>> begin

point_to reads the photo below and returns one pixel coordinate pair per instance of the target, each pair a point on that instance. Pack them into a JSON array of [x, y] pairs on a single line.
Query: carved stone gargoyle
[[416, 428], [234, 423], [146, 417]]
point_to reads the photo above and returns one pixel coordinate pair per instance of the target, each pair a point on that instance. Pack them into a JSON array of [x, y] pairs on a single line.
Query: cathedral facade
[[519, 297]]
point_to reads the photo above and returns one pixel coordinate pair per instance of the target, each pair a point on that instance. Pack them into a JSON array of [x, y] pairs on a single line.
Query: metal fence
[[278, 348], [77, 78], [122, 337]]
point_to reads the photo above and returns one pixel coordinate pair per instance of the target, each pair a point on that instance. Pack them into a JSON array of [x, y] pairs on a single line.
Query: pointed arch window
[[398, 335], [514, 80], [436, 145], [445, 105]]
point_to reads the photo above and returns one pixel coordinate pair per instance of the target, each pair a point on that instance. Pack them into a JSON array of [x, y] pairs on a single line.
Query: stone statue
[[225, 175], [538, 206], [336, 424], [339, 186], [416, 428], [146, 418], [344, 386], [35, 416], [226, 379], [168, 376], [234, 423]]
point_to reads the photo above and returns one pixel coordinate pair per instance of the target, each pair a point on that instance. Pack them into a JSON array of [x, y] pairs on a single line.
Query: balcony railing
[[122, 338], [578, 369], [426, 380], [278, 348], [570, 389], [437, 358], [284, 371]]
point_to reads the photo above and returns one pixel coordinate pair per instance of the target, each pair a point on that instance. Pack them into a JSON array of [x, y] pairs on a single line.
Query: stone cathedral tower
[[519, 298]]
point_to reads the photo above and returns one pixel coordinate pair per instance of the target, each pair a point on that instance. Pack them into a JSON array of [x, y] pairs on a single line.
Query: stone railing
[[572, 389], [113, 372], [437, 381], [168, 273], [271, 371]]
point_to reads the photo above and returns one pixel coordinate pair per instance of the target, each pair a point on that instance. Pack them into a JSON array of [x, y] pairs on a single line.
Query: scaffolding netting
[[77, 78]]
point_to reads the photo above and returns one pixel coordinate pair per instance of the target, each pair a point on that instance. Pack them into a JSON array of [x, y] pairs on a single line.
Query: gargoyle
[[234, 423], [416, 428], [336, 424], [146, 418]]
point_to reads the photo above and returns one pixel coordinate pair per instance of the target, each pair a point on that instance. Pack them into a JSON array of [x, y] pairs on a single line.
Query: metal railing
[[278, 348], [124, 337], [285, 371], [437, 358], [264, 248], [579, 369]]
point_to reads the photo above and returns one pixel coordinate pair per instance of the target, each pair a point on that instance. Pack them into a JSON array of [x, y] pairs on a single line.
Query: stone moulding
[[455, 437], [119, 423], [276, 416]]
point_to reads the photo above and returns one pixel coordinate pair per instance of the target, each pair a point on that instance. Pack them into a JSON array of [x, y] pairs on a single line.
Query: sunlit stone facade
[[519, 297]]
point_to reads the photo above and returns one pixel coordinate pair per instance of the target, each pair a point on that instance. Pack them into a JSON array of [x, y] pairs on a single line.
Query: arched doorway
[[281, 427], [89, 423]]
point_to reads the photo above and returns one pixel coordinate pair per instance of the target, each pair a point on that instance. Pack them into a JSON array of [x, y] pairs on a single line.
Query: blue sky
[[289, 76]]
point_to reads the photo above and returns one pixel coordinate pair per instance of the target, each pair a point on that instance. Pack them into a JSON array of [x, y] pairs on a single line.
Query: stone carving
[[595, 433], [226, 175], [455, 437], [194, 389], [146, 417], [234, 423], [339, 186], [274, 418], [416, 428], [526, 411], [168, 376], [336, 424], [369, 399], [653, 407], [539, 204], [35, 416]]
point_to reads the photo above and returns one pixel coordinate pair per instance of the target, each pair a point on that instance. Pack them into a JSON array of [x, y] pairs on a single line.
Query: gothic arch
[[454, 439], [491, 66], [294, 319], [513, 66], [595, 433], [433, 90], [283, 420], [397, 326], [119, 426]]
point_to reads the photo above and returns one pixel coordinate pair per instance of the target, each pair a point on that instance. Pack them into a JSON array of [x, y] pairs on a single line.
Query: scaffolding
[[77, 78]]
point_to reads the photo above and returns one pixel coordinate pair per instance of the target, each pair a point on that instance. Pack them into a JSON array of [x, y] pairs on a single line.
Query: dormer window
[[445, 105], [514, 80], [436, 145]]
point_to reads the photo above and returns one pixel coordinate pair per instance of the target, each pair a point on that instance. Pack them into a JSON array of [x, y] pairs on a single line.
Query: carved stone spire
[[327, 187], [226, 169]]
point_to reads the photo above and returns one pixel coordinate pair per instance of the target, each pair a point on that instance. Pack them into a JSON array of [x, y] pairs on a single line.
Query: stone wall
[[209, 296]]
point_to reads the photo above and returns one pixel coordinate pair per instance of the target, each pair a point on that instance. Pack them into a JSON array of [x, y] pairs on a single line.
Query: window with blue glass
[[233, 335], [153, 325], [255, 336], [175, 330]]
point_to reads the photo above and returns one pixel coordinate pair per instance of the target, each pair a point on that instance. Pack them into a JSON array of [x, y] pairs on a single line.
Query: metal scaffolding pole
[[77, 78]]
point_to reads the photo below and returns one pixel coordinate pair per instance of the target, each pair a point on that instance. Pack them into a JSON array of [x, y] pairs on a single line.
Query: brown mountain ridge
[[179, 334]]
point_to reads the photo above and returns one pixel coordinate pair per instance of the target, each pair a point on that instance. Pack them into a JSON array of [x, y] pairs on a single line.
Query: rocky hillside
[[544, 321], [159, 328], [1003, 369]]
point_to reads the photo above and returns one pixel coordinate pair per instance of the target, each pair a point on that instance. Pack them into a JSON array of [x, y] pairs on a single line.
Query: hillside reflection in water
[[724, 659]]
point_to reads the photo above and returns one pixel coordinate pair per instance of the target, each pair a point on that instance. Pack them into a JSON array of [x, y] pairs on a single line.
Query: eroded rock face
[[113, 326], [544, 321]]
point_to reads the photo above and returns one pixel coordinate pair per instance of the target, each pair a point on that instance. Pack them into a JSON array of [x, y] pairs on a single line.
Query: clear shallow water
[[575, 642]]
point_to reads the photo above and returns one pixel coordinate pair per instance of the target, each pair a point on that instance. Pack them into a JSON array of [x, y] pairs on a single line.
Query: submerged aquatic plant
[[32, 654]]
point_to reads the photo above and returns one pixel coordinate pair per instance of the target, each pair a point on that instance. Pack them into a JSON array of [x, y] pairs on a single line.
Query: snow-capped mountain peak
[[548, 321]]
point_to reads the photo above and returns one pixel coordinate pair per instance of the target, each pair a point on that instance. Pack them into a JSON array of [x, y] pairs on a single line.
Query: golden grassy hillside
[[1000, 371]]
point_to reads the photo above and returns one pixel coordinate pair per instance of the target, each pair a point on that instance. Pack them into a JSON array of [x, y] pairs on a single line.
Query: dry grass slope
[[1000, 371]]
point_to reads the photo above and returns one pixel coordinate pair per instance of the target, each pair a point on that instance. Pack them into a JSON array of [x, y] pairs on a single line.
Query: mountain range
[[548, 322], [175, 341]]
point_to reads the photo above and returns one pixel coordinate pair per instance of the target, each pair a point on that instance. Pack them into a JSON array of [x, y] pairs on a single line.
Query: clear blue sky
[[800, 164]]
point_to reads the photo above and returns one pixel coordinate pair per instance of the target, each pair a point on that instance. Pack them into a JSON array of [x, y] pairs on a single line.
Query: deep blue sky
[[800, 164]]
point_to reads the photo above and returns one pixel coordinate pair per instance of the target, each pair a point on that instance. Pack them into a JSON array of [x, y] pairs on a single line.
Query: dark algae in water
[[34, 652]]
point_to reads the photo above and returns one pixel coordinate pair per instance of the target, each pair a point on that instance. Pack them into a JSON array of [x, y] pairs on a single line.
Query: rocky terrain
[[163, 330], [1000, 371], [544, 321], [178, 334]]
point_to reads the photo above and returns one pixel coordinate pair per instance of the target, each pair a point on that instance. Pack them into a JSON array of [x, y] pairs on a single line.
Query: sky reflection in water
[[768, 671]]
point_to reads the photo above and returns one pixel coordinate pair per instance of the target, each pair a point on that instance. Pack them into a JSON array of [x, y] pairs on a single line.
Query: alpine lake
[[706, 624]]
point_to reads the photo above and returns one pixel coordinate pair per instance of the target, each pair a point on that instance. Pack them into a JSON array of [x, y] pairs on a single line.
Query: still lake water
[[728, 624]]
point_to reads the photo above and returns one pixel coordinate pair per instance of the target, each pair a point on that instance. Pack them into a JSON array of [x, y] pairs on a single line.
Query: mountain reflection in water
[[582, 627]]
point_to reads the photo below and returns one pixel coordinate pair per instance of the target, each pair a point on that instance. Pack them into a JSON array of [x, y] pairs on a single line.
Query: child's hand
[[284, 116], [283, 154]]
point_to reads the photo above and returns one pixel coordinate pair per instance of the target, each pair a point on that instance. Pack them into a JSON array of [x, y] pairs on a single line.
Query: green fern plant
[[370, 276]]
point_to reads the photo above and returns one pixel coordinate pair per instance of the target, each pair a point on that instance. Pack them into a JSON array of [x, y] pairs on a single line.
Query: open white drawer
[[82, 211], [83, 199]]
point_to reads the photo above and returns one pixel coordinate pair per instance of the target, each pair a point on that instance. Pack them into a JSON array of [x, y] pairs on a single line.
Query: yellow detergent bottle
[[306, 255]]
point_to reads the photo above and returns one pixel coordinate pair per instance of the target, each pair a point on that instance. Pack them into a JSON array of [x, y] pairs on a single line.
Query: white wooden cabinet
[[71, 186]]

>> end

▶ **Exercise objective**: Please copy the material word for word, from its first line through the line that contains "[[398, 335], [514, 80], [436, 145], [445, 105]]", including both of those lines.

▶ **Result for this exercise**:
point_to reads the photo below and returns one pixel coordinate pair per instance of the target, each pair a point on that instance. Pack them into a JSON array of [x, y] pairs on a single line.
Query: carved stone gargoyle
[[416, 428], [234, 423], [146, 417]]
point_to reads the photo above and returns one pixel coordinate pair per instance of the target, each pair a point on that instance. Pack them into a JSON array of [x, y] pairs on a single line.
Query: cathedral facade
[[519, 297]]
point_to reads the photo above and returns one pixel coordinate pair per instance of the target, each pair a point on that instance. Pack them into a JSON array of [x, y] pairs on a single line.
Query: metal fence
[[278, 348], [77, 78], [122, 337]]
point_to reads the photo above and returns one pixel coordinate pair per instance of the target, each pair a point on that instance. Pack them into a JSON array of [x, y] pairs on a single line.
Query: pointed arch window
[[398, 335], [514, 80], [436, 145], [445, 105]]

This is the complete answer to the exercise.